Source =
□ □ □ □

Paul is giving his defense to King Agrippa, who is the great-grandson to King Herod who had attempted to kill Jesus as a baby. The line of Herod kings that had been passed down throughout the years had been brutal as they ruled over the land, working to stamp out any threat to their reign.

Yet here was Paul, speaking again of Jesus, the one that he would call both Savior and King, and he is doing it directly in front of a Herod, King Agrippa.

Paul explains that he has seen the fulfillment of the purpose of his people, and it is in this fulfillment that he has placed his hope. His people are the Jews and the role of the Jewish people within God’s plan has been to offer blessing and hope to the world. That blessing and hope was fulfilled in the coming of the Messiah, in the coming of Jesus Christ.

Paul explains that he has seen this hope for his people fulfilled. That is why he can say that agrees with the Pharisees. He was one, and he still believes everything that the Pharisees believe. They believe in the resurrection of the dead? Yes, so does he! And why does he believe it? Because he has seen it. He has seen the resurrected Messiah. He has seen Jesus and he has been commissioned and sent by him.

It is precisely this commissioning that caught my attention this morning as I read Acts 26. I noticed a significant shift in how Paul recounts what Jesus has said to him and the messages that God had given previously. Here is what I mean:

First, take a look at Isaiah. When God calls Isaiah, he sends him to his people with what seems to be a very strange calling. He says:

Then I heard the voice of the Lord saying, “Whom shall I send? And who will go for us? ”
And I said, “Here am I. Send me!”

He said, “Go and tell this people:
“‘Be ever hearing, but never understanding;
be ever seeing, but never perceiving.’

Make the heart of this people calloused;
make their ears dull
and close their eyes.
Otherwise they might see with their eyes,
hear with their ears,
understand with their hearts,
and turn and be healed.”

Isaiah 6:8-10

Hmm… that’s really strange. God is telling Isaiah, His prophet, that he should go and tell the people that they should be ever seeing but not perceiving? Ever hearing but not understanding?

God’s people had disobeyed and walked away from Him. They worshiped other gods. They lived like the other nations. They refused God as their King, and for this God would bring punishment upon the Israelites. We see that the Assyrians, the Babylonians, the Medes and Persians, the Greeks, and the Romans all come to rule over the Jews, taking possession over the land of Israel. So before they could repent and return back to God, their rebellion must be punished and so Isaiah’s role is to proclaim a message to the Israelites that the time of healing was past and the time of judgment and punishment was upon them.

□ □ □ □

Information provided =
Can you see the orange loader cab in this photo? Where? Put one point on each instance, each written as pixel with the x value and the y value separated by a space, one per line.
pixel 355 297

□ □ □ □

Exercise tasks =
1. Copy the stretch of the reflection on Paul's defense from "Otherwise they might" through "but not understanding?".
2. In the reflection on Paul's defense, which verses of Isaiah are quoted?
3. Continue the reflection on Paul's defense from its final sentence.

Answers to the problems =
1.
Otherwise they might see with their eyes,
hear with their ears,
understand with their hearts,
and turn and be healed.”

Isaiah 6:8-10

Hmm… that’s really strange. God is telling Isaiah, His prophet, that he should go and tell the people that they should be ever seeing but not perceiving? Ever hearing but not understanding?

2. Isaiah 6:8-10.

3.
Interestingly, even Jesus spoke in a similar way. He frequently spoke to the people in parables. In one time in particular, when the disciples came to ask Jesus why he always spoke in parables (presumably to ask why he doesn’t just speak to the people plainly!), Jesus said:

Because the knowledge of the secrets of the kingdom of heaven has been given to you, but not to them. Whoever has will be given more, and they will have an abundance. Whoever does not have, even what they have will be taken from them. This is why I speak to them in parables:

“Though seeing, they do not see;
though hearing, they do not hear or understand.

Matthew 13:11-13

Jesus went on to say that the prophecy spoken to Isaiah was fulfilled with these people, these Jews specifically who were listening to him. He was giving them the knowledge of the secrets of the Kingdom, but they weren’t allowed to comprehend them. Only to those that Jesus had chosen would those secrets be revealed. These were the ones that Jesus would allow to understand the Kingdom of God.

But here is where we get to the difference. As Paul recounts what happened to him on the road to Damascus as Jesus appeared to him, he says that Jesus said something very different to him. He said that Jesus told him:

Now get up and stand on your feet. I have appeared to you to appoint you as a servant and as a witness of what you have seen and will see of me. I will rescue you from your own people and from the Gentiles. I am sending you to them to open their eyes and turn them from darkness to light, and from the power of Satan to God, so that they may receive forgiveness of sins and a place among those who are sanctified by faith in me.

Acts 26:16-18

The time has come. God’s plan to reestablish His Kingdom on the earth is in motion and Jesus has come to redeem his people, purchasing them away from the kingdom of darkness to come into the Kingdom of light. The people can receive forgiveness for their sins and they can take their place within the Kingdom because they have been sanctified by Christ.

What is more, Paul says, none of this has happened in a way that is hidden. He points out to Festus and Agrippa that Agrippa would know all of these things. They have been done in the open, and now it is time to understand the meaning of all of these things. It is time to open the doors for all men, whether Jews or Gentiles – everyone! – to come to Christ. The time of judgment and punishment is over. The time for the Kingdom and the worship of the King has come. And this is the work that Jesus has given to Paul, to speak and open the eyes of all people so that they can clearly see and come to Jesus.